→ PROVIDED DATA
──────────
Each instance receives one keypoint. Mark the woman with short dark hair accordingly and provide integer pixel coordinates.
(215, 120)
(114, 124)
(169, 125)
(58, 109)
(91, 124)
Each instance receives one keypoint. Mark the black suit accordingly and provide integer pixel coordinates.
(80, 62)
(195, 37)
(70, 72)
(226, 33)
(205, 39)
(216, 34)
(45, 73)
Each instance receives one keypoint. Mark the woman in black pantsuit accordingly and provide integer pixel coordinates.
──────────
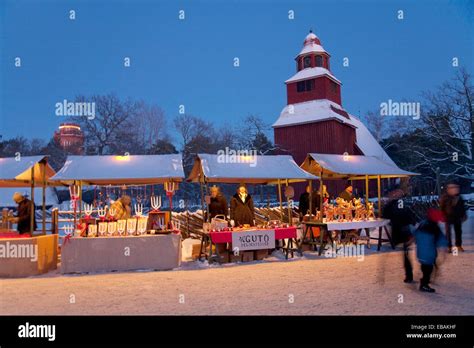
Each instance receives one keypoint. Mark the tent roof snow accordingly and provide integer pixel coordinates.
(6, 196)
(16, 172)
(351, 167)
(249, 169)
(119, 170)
──────────
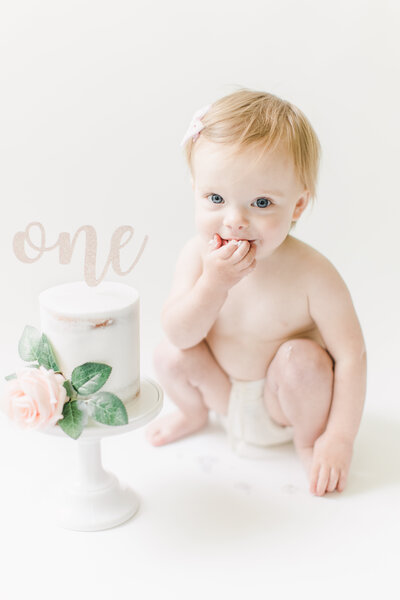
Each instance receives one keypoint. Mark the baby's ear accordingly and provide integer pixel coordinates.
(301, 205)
──────────
→ WHAT IS EXPECTED
Return every line of the records that contains the word "receives".

→ SOLUTION TO THE PROBLEM
Each instance receives one keypoint. Mark the woman with short dark hair accordingly and provide integer pixel coordinates.
Each instance receives one keypoint. Mark the black suit accordingly and provide integer pixel coordinates.
Each instance receives one keypoint. Mark the woman in black pantsuit accordingly and provide integer pixel coordinates.
Each instance receives one keypoint. Mark the tent roof snow accordingly and provide integer pixel coordinates.
Each instance receives one keypoint. Mark the baby's ear accordingly and provide integer pixel coordinates.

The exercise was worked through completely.